> _Task objective_:
Rewrite the stretch from the line containing "Field-scouting request: tag every instance of the round" through the end of the rows, substituting "dining" for "banquet" and leaving everything else unchanged.
——
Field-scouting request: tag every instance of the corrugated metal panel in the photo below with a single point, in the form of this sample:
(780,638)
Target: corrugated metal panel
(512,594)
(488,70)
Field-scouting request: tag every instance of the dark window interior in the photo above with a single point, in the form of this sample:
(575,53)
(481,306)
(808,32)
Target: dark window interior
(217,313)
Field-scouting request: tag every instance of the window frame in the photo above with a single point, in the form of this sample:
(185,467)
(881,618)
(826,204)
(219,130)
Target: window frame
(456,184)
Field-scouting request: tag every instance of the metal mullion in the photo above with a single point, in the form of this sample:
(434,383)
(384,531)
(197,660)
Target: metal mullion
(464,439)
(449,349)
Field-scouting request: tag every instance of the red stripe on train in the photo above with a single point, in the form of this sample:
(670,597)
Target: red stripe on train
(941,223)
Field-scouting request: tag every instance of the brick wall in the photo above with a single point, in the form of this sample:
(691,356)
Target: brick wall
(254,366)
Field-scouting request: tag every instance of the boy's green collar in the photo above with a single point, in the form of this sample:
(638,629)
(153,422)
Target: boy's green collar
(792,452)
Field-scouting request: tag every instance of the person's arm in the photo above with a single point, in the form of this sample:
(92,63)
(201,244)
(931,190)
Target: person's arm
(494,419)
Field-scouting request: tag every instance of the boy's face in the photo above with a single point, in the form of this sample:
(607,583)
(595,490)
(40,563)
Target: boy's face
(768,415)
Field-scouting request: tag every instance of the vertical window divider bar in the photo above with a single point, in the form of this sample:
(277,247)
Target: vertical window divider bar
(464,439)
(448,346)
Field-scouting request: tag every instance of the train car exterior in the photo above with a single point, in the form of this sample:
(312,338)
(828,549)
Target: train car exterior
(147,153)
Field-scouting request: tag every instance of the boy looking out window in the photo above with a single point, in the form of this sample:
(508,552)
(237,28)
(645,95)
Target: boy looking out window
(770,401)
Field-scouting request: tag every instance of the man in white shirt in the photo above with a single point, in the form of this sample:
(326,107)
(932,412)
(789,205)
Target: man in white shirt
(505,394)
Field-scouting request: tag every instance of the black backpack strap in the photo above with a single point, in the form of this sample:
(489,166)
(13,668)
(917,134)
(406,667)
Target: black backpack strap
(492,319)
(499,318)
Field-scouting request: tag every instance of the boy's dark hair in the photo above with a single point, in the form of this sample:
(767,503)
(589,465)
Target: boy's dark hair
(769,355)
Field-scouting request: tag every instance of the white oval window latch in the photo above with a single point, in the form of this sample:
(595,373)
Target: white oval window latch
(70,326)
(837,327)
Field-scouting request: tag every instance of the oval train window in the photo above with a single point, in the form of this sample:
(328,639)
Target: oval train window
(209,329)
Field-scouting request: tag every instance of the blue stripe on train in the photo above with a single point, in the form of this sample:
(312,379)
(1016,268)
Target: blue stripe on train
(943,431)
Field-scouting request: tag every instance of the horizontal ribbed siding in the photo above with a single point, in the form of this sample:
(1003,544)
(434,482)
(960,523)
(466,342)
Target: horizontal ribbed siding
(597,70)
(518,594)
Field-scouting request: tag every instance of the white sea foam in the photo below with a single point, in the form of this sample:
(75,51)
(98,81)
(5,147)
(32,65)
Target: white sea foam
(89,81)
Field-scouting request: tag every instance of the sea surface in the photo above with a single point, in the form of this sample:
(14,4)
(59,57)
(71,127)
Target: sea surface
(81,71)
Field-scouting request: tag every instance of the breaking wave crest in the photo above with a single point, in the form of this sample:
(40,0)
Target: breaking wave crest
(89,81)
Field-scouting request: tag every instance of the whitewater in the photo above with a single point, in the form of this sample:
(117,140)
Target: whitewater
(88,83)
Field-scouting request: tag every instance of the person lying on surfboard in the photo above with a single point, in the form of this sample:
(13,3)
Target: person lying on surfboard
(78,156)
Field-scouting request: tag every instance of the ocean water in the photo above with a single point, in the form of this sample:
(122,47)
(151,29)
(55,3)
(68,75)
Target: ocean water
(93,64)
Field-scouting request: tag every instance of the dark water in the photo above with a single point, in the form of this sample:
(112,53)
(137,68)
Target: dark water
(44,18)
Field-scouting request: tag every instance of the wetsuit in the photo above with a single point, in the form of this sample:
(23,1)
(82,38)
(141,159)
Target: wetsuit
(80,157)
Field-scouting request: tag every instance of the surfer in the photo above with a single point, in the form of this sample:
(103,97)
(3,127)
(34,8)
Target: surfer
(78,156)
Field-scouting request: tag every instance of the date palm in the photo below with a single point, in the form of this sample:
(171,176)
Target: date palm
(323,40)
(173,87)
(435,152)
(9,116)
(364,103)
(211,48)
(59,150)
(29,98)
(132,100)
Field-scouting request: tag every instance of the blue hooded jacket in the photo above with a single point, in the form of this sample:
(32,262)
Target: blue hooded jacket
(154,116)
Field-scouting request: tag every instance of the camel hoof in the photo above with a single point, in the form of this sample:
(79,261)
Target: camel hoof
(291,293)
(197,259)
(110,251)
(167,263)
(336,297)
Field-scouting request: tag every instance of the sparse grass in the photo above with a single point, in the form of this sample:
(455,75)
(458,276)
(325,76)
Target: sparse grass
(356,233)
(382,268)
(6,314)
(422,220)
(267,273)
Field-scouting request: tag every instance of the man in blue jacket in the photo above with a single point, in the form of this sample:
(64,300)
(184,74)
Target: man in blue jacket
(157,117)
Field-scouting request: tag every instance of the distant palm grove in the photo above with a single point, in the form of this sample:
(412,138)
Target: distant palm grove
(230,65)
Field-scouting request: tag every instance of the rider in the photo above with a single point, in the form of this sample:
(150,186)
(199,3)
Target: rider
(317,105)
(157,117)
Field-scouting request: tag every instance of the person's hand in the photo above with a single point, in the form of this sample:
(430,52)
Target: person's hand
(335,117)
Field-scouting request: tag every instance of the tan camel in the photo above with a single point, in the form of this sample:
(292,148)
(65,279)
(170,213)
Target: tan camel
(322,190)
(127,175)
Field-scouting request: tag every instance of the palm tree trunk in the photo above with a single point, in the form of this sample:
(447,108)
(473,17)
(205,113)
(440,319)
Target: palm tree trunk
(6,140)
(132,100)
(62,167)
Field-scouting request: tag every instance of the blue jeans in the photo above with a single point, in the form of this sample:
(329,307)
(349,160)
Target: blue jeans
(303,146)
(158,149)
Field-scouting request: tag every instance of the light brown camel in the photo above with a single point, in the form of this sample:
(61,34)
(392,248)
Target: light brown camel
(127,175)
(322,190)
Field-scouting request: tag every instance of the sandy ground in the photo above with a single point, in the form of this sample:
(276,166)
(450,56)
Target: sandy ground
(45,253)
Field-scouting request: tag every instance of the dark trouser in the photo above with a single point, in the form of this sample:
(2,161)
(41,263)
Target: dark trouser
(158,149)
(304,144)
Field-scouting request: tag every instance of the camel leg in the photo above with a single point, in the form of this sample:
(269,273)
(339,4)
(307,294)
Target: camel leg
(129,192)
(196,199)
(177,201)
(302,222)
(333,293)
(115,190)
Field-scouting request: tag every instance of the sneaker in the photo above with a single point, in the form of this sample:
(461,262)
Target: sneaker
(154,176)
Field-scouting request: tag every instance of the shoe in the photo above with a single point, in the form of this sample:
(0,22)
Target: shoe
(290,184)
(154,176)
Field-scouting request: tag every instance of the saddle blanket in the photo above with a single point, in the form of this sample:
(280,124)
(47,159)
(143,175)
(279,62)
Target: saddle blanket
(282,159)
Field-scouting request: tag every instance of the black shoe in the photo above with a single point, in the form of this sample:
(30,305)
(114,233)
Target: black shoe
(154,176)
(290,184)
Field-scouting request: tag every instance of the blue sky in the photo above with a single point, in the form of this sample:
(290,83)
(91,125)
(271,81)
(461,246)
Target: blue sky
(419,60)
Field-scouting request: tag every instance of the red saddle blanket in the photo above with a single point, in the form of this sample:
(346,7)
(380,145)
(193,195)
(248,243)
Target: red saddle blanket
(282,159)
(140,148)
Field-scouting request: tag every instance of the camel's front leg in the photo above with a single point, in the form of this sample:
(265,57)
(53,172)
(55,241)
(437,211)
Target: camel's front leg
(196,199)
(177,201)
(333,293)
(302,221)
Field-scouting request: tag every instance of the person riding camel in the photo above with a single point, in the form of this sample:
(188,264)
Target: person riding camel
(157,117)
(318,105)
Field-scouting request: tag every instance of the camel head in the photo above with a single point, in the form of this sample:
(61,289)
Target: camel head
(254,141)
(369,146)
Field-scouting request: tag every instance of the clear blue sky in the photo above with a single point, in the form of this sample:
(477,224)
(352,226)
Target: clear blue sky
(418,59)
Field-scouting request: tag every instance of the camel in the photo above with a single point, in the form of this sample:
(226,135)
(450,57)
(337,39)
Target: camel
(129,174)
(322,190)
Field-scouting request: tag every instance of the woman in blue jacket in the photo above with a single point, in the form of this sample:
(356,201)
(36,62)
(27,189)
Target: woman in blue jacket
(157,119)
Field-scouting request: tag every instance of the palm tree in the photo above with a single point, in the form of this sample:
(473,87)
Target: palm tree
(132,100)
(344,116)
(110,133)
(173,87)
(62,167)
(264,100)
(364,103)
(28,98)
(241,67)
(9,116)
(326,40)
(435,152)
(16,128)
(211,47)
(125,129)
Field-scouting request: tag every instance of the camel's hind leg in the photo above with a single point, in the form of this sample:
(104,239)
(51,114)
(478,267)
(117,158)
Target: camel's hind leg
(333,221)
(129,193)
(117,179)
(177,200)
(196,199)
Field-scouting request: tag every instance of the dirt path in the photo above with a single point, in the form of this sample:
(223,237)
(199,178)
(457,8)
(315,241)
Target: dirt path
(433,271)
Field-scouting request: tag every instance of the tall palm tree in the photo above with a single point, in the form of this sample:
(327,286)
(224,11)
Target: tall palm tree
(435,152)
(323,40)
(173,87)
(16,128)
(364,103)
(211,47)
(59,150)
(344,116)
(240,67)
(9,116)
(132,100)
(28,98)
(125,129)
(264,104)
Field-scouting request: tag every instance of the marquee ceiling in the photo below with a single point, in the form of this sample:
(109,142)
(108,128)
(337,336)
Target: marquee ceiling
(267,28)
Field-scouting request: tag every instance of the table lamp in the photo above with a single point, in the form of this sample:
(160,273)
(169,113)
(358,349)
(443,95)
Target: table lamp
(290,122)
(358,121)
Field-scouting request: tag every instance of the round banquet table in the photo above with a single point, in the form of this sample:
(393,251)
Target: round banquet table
——
> _Output of the task_:
Field-scouting request: tag every instance of the round dining table in the photo above with a single point, in the form of this sample:
(393,251)
Target: round dining table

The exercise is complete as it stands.